_Selection_.
[Start]

JAIMIE VERNON – MY SUMMER HOLIDAY 1975: Part 3
When last we left our intrepid 12 year-old he was leaving the confines of his home Province for the first time ever with his Grandmother Vernon in her 1972 Skylark; excited and inspired to see what was beyond the moon-like terrain of Ontario on the historic Trans-Canada Highway.
Manitoba is the gateway to the Prairies. In fact, at the border with the other provinces they actually put up a gateway. It’s the start of the other Canada – the one of huge, uninterrupted, tracts of farmland and an occasional town to allow you to stretch your legs, get food and gasoline see how the real Canada lives.
That version of Canada is less prevalent now, but in 1975 it was every bit the idyllic hallmark we came to know on TV shows created by the CBC. In our mind’s eye the prairies were the last bastion of unspoiled Canadiana. Manitoba is the dead centre of the country and back then it had the influence of eastern expansionism and western escapism while its extreme northern limits emptied into the starkness of the Hudson’s Bay and the Arctic Circle – a domain left to, and of, our ancient native culture. Oh, there are the remnants of white European outposts there – mainly driven by the descendants of French fur traders and British Imperialists, but the land and the geography is native only to our First Nations brethren; a reclamation they hold onto dearly as the remainder of their culture disappears slowly in the remainder of Canada.

[End]

_Raw data_.

[Start]

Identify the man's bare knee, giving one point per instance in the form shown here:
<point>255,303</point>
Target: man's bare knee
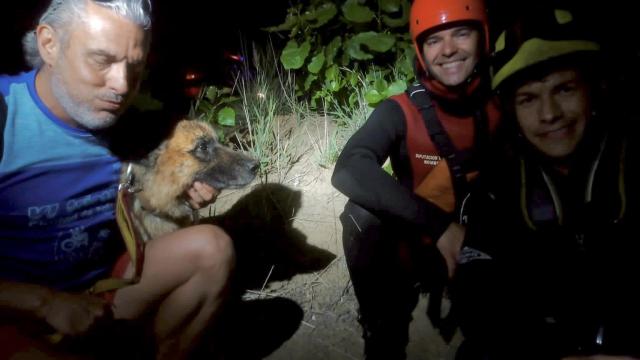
<point>211,247</point>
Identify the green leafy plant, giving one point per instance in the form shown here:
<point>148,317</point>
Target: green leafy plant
<point>214,105</point>
<point>327,37</point>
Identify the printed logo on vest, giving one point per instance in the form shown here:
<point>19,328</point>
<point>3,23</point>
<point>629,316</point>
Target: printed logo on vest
<point>429,159</point>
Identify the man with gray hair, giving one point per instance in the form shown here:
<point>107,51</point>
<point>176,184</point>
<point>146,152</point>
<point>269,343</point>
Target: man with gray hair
<point>58,183</point>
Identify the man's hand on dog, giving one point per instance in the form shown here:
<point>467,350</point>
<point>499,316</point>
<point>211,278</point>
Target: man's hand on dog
<point>201,195</point>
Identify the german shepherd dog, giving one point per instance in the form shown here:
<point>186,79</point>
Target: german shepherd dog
<point>160,180</point>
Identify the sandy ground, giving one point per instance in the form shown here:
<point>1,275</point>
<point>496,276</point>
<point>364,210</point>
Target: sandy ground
<point>328,328</point>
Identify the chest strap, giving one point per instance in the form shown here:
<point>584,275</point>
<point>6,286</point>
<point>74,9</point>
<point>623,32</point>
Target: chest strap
<point>441,140</point>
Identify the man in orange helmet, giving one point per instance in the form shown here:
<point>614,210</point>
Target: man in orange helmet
<point>393,226</point>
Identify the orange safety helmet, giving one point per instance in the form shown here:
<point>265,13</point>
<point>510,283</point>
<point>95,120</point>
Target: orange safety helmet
<point>427,14</point>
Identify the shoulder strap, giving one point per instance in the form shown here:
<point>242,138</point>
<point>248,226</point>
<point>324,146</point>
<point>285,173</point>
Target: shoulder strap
<point>420,98</point>
<point>3,122</point>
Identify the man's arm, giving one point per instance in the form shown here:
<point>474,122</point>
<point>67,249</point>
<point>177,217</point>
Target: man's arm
<point>65,313</point>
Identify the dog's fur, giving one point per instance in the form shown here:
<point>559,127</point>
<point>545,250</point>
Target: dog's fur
<point>159,182</point>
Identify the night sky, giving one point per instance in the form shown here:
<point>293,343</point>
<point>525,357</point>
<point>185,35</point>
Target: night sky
<point>193,35</point>
<point>188,36</point>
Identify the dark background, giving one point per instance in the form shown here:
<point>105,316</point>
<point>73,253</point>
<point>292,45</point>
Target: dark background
<point>191,36</point>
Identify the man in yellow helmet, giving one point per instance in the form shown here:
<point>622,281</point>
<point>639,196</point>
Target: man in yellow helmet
<point>549,261</point>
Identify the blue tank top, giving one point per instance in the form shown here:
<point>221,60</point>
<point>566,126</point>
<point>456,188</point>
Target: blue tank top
<point>58,187</point>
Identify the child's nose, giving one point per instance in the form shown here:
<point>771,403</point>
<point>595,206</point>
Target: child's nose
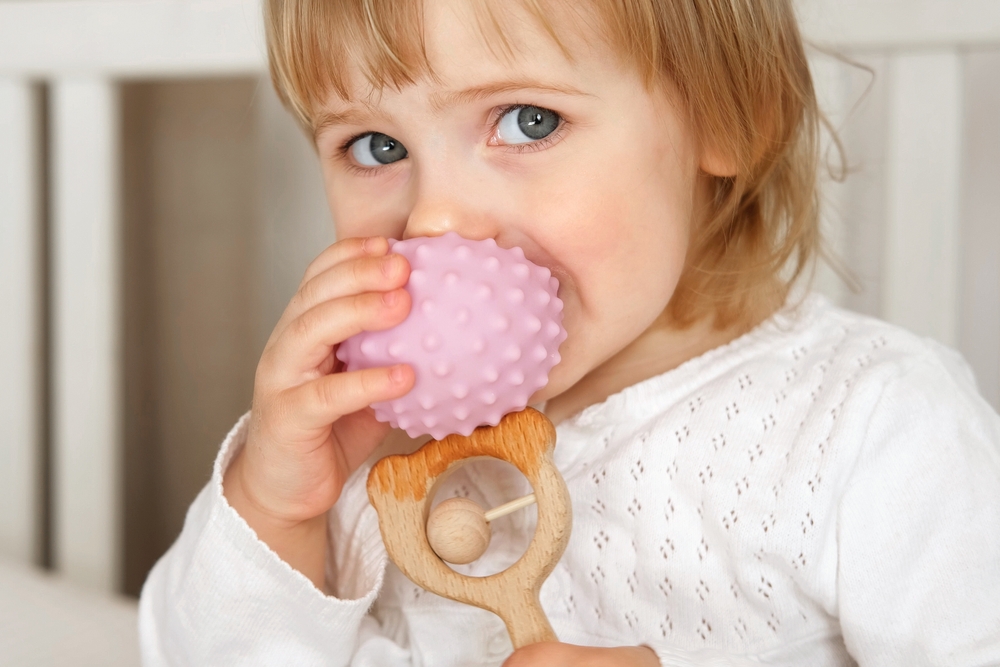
<point>449,212</point>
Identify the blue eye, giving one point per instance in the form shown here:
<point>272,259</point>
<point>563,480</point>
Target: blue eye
<point>376,149</point>
<point>522,125</point>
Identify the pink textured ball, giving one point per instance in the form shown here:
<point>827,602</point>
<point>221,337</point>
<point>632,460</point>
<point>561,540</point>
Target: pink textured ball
<point>482,336</point>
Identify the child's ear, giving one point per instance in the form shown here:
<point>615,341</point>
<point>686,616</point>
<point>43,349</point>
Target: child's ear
<point>716,162</point>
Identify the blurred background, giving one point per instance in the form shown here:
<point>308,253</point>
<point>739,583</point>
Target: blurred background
<point>158,208</point>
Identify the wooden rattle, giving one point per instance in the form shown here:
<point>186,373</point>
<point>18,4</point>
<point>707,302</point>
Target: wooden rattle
<point>401,489</point>
<point>458,529</point>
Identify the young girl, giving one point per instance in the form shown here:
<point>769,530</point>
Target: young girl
<point>755,478</point>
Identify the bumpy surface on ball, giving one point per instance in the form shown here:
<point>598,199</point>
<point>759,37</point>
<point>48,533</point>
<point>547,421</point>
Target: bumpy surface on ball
<point>482,336</point>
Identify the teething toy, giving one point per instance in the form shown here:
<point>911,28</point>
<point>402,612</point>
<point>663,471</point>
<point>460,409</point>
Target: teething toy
<point>482,336</point>
<point>458,529</point>
<point>401,489</point>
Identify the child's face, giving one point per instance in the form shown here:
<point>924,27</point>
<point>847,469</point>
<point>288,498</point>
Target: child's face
<point>602,191</point>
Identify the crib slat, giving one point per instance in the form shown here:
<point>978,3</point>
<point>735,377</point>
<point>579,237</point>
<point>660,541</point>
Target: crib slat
<point>920,288</point>
<point>20,298</point>
<point>86,332</point>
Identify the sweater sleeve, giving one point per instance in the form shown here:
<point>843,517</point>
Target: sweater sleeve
<point>220,596</point>
<point>919,525</point>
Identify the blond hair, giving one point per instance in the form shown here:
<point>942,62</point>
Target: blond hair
<point>741,71</point>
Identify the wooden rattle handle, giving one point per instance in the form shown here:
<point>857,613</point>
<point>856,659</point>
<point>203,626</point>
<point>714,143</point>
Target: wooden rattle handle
<point>401,489</point>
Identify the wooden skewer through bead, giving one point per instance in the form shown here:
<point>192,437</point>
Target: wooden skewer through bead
<point>458,529</point>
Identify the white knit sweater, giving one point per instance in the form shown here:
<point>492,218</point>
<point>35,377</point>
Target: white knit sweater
<point>822,491</point>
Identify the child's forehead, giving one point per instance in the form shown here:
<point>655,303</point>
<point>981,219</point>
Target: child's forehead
<point>471,45</point>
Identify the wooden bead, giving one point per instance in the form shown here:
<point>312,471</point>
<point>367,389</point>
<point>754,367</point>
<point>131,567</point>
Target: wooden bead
<point>458,531</point>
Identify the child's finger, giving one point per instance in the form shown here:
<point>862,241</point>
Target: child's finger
<point>322,401</point>
<point>353,276</point>
<point>308,339</point>
<point>341,251</point>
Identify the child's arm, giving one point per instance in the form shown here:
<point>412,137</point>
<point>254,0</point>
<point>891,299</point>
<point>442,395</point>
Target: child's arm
<point>244,583</point>
<point>310,428</point>
<point>919,526</point>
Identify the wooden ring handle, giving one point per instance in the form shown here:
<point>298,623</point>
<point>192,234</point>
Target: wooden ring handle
<point>401,489</point>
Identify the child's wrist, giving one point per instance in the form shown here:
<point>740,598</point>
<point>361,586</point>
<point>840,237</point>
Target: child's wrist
<point>299,542</point>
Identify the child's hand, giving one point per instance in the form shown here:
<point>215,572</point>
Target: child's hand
<point>310,425</point>
<point>554,654</point>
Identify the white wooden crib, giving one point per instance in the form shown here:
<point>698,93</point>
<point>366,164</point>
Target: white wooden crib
<point>928,231</point>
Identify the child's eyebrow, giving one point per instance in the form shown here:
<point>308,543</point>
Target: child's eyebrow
<point>441,100</point>
<point>350,116</point>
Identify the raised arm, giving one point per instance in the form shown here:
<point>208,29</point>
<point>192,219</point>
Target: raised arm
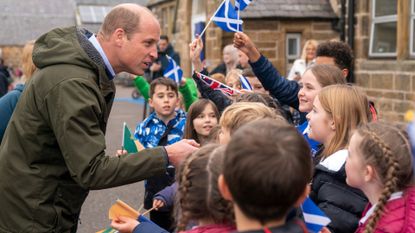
<point>282,89</point>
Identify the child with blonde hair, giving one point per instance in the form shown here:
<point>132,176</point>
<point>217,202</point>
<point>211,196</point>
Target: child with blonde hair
<point>241,113</point>
<point>337,111</point>
<point>380,164</point>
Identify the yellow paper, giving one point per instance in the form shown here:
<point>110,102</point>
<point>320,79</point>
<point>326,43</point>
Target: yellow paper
<point>120,208</point>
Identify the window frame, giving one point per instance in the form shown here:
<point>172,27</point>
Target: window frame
<point>377,20</point>
<point>288,36</point>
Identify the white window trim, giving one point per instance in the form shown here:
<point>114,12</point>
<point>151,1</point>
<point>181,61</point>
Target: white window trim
<point>411,35</point>
<point>375,20</point>
<point>104,9</point>
<point>296,36</point>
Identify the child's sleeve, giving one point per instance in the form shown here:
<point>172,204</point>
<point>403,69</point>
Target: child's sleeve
<point>187,92</point>
<point>167,196</point>
<point>146,226</point>
<point>142,86</point>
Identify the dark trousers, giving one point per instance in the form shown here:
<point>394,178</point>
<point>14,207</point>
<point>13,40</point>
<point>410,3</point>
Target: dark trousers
<point>163,219</point>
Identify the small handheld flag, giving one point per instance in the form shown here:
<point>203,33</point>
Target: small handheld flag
<point>241,4</point>
<point>173,71</point>
<point>215,85</point>
<point>245,83</point>
<point>128,142</point>
<point>227,18</point>
<point>314,218</point>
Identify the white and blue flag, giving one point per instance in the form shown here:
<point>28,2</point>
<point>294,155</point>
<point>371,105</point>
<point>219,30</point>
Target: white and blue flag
<point>227,18</point>
<point>241,4</point>
<point>314,218</point>
<point>173,71</point>
<point>245,83</point>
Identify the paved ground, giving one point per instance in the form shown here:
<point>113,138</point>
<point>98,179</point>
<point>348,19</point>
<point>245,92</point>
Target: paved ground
<point>94,215</point>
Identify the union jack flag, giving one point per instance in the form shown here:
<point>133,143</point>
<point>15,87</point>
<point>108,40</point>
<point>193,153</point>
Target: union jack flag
<point>215,85</point>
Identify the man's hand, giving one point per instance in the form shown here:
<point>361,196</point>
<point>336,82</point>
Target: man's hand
<point>158,204</point>
<point>195,49</point>
<point>124,224</point>
<point>242,42</point>
<point>155,67</point>
<point>178,151</point>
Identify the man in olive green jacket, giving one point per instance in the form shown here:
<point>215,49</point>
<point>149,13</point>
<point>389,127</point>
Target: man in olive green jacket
<point>53,151</point>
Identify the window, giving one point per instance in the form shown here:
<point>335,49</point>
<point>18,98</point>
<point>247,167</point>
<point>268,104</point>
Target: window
<point>292,46</point>
<point>93,14</point>
<point>384,28</point>
<point>412,31</point>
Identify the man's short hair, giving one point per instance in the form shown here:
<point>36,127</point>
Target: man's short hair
<point>164,37</point>
<point>267,168</point>
<point>121,17</point>
<point>169,83</point>
<point>340,51</point>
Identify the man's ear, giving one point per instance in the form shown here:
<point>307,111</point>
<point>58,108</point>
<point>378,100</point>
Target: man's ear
<point>150,102</point>
<point>345,73</point>
<point>224,189</point>
<point>303,196</point>
<point>332,124</point>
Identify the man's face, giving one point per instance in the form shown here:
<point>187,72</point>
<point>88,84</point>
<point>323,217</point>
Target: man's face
<point>163,44</point>
<point>140,50</point>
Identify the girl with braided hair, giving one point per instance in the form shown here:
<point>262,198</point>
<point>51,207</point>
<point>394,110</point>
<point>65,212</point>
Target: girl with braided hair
<point>198,199</point>
<point>380,164</point>
<point>198,196</point>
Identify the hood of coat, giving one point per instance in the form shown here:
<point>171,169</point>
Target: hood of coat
<point>67,46</point>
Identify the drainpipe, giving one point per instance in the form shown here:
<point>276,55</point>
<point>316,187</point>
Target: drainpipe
<point>342,21</point>
<point>350,33</point>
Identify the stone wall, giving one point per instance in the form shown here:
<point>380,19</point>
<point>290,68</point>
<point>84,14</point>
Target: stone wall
<point>390,82</point>
<point>12,55</point>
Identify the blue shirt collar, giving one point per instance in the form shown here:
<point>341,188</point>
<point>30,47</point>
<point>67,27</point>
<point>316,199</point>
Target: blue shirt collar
<point>98,47</point>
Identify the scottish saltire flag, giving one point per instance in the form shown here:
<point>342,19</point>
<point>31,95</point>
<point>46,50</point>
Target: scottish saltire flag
<point>215,85</point>
<point>245,83</point>
<point>314,218</point>
<point>227,18</point>
<point>173,71</point>
<point>241,4</point>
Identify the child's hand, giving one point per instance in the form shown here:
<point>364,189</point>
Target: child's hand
<point>158,204</point>
<point>124,224</point>
<point>121,153</point>
<point>325,230</point>
<point>242,42</point>
<point>195,49</point>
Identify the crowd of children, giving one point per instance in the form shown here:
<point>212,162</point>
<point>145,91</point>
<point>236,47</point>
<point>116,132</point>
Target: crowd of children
<point>255,167</point>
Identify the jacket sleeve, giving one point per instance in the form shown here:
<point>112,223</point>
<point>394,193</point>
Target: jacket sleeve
<point>142,86</point>
<point>78,124</point>
<point>146,227</point>
<point>217,97</point>
<point>285,91</point>
<point>187,93</point>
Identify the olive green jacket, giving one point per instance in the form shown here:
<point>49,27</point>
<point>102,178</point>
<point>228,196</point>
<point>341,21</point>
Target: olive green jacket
<point>53,151</point>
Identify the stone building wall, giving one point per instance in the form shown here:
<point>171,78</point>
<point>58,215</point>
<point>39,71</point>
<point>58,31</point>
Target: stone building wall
<point>389,82</point>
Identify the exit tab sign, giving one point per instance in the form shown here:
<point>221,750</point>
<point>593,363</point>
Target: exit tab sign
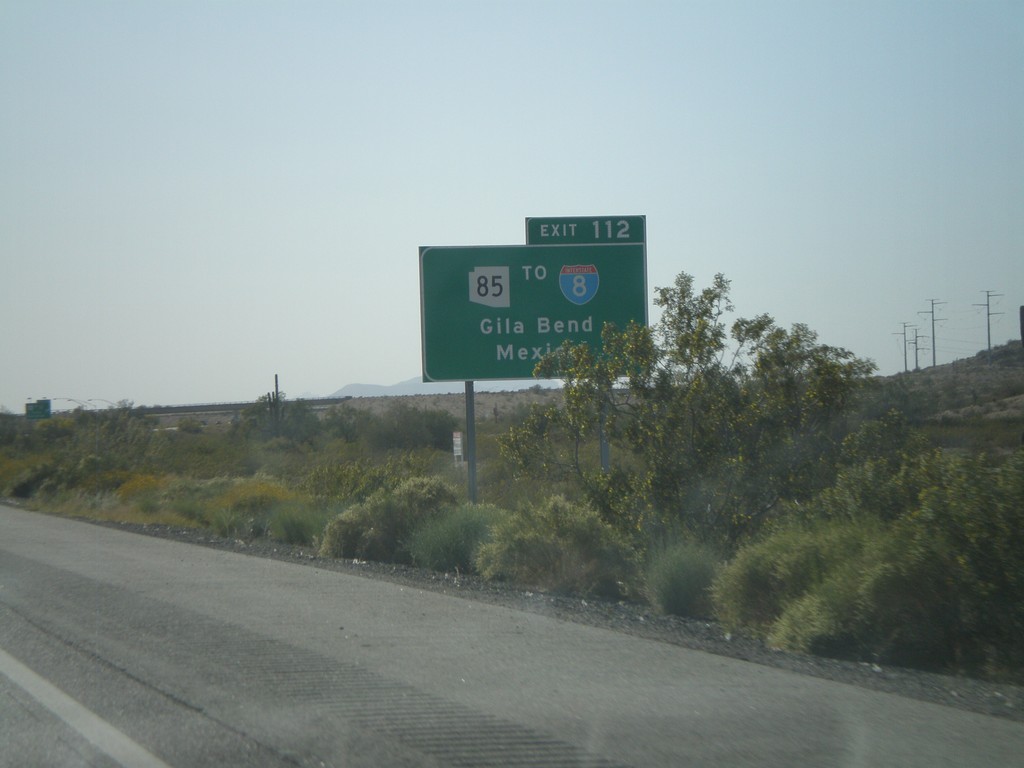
<point>586,230</point>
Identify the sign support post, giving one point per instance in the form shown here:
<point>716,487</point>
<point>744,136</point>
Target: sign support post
<point>471,441</point>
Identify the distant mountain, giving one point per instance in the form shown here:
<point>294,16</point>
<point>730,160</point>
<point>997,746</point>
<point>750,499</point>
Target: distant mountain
<point>416,386</point>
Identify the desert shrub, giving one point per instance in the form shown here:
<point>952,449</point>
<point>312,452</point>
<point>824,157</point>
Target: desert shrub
<point>559,546</point>
<point>378,527</point>
<point>297,522</point>
<point>29,476</point>
<point>755,588</point>
<point>245,507</point>
<point>355,481</point>
<point>940,587</point>
<point>679,579</point>
<point>451,541</point>
<point>885,603</point>
<point>138,484</point>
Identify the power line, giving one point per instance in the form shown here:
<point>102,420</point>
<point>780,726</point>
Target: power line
<point>903,334</point>
<point>932,312</point>
<point>988,320</point>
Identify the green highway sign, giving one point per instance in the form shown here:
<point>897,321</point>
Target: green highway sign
<point>494,311</point>
<point>586,230</point>
<point>37,410</point>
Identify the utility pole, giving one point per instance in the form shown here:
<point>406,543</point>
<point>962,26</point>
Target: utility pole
<point>903,334</point>
<point>932,312</point>
<point>916,347</point>
<point>988,320</point>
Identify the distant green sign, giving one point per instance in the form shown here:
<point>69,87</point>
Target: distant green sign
<point>37,410</point>
<point>586,230</point>
<point>494,311</point>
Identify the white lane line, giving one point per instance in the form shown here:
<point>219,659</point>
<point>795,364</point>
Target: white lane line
<point>98,732</point>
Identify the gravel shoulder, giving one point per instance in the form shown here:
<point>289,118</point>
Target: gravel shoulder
<point>981,696</point>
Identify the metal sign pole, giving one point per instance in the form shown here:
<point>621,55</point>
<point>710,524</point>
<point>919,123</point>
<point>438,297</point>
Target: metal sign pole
<point>471,440</point>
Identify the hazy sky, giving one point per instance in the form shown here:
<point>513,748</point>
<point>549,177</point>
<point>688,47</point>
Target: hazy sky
<point>197,196</point>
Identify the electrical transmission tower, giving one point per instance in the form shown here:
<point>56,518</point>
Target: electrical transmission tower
<point>935,302</point>
<point>916,347</point>
<point>988,320</point>
<point>905,342</point>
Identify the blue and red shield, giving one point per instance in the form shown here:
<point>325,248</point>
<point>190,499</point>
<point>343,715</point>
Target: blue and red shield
<point>579,283</point>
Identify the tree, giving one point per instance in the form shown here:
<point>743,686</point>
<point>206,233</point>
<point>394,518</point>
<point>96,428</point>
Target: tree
<point>712,424</point>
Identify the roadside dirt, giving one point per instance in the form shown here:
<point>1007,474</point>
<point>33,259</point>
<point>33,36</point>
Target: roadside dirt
<point>962,692</point>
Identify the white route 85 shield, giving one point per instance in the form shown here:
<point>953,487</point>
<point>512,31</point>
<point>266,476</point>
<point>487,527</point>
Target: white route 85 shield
<point>489,286</point>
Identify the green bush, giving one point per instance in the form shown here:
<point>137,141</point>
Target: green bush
<point>763,579</point>
<point>357,480</point>
<point>297,522</point>
<point>451,541</point>
<point>941,587</point>
<point>679,579</point>
<point>378,527</point>
<point>559,546</point>
<point>245,508</point>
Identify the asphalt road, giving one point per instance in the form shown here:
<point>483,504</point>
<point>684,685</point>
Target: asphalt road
<point>122,649</point>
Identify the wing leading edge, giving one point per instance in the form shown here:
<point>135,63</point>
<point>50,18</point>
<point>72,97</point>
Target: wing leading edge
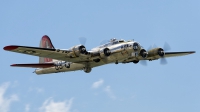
<point>173,54</point>
<point>58,54</point>
<point>34,65</point>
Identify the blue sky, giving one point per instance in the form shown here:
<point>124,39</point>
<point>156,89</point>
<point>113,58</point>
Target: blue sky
<point>124,87</point>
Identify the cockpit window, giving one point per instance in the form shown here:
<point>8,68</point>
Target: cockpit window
<point>120,41</point>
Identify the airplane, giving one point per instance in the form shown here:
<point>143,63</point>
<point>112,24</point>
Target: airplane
<point>53,60</point>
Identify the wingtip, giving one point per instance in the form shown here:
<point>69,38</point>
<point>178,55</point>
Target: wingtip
<point>192,52</point>
<point>9,48</point>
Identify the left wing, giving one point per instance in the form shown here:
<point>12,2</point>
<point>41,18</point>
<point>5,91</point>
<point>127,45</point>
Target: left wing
<point>173,54</point>
<point>65,55</point>
<point>34,65</point>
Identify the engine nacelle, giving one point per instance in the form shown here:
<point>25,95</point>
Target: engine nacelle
<point>79,49</point>
<point>156,52</point>
<point>105,52</point>
<point>136,46</point>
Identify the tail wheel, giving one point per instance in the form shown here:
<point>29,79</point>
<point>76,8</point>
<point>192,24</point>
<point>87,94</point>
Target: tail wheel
<point>67,65</point>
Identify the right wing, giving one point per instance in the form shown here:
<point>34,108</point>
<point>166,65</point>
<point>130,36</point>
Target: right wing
<point>65,55</point>
<point>34,65</point>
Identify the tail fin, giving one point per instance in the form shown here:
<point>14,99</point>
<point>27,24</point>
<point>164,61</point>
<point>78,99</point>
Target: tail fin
<point>46,43</point>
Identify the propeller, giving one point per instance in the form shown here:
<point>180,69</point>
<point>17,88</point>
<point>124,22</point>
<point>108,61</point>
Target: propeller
<point>104,42</point>
<point>82,40</point>
<point>143,62</point>
<point>163,60</point>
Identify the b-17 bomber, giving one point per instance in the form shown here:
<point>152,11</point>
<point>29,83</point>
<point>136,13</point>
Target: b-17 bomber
<point>54,60</point>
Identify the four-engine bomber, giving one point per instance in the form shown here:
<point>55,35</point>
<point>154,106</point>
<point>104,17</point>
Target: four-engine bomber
<point>52,60</point>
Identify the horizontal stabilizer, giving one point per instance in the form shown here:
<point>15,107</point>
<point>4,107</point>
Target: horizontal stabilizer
<point>34,65</point>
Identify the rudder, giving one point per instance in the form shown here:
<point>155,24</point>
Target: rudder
<point>45,43</point>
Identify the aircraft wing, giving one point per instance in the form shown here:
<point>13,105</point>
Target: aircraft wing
<point>169,54</point>
<point>173,54</point>
<point>65,55</point>
<point>34,65</point>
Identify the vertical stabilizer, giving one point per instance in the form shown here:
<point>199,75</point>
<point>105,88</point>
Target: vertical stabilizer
<point>46,43</point>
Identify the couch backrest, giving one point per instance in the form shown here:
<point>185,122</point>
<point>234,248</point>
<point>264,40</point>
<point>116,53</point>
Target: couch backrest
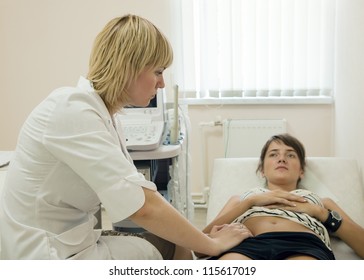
<point>338,178</point>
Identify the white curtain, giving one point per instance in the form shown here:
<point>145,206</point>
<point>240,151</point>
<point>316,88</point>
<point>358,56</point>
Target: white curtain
<point>254,48</point>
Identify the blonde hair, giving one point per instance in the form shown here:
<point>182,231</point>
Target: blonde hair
<point>121,51</point>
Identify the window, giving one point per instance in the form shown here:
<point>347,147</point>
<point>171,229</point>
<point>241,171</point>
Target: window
<point>255,50</point>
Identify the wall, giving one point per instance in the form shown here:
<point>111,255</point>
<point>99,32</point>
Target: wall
<point>349,121</point>
<point>312,124</point>
<point>46,43</point>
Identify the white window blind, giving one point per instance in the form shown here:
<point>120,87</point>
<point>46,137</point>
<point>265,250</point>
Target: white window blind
<point>241,49</point>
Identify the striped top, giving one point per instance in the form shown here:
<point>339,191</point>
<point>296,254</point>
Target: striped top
<point>302,218</point>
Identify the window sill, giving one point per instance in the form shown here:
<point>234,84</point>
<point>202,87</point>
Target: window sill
<point>296,100</point>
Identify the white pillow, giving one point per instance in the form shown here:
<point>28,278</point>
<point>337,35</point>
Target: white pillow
<point>337,178</point>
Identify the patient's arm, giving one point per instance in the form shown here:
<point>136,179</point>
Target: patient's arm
<point>349,231</point>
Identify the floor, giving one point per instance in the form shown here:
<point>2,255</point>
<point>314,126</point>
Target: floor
<point>199,219</point>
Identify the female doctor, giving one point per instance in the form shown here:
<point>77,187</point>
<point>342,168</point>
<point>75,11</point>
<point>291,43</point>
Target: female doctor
<point>71,156</point>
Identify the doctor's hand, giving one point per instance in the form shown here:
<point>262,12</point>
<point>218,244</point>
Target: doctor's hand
<point>229,235</point>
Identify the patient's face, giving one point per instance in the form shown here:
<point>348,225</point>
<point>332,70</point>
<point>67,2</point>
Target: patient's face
<point>282,166</point>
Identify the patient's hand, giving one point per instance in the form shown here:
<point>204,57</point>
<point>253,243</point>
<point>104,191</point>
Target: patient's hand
<point>275,199</point>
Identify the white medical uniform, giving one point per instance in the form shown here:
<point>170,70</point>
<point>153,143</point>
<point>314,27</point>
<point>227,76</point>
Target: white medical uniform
<point>69,159</point>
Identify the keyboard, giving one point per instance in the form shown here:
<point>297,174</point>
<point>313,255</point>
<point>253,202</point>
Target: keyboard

[End]

_Problems_.
A – List everything that, according to the 1975 summer holiday piece, an occasional prairie town lets you do.
B – Using the 1975 summer holiday piece, answer each question:
(i) How old was the traveler when he left his home province?
(ii) What car was his grandmother driving?
(iii) Which broadcaster created the TV shows that showed the idyllic prairie Canada?

_Outputs for the tasks_.
A –
- Stretch your legs
- Get food and gasoline
- See how the real Canada lives

B –
(i) 12 years old
(ii) A 1972 Skylark
(iii) The CBC